» Written problem
Extract every line of the material below that contains the string "note". The match is case-sensitive.

Stored entries
★ ★ ★ ★ ★
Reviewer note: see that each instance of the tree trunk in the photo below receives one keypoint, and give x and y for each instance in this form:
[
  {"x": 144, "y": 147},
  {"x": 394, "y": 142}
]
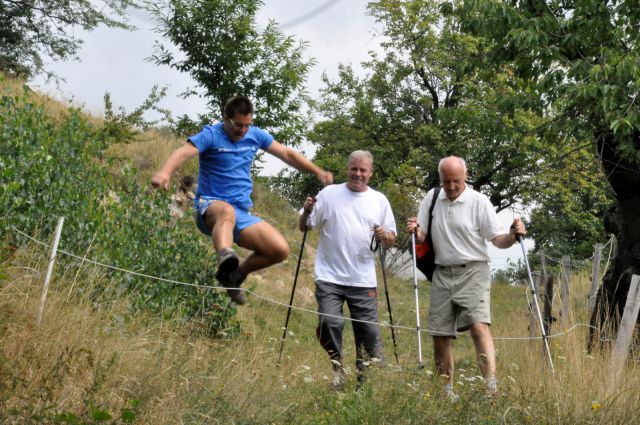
★ ★ ★ ★ ★
» Solution to the exercise
Reviewer note: see that each instance of the tree trunk in the photo below receives one keypoint, and give x and y for each instance in this form:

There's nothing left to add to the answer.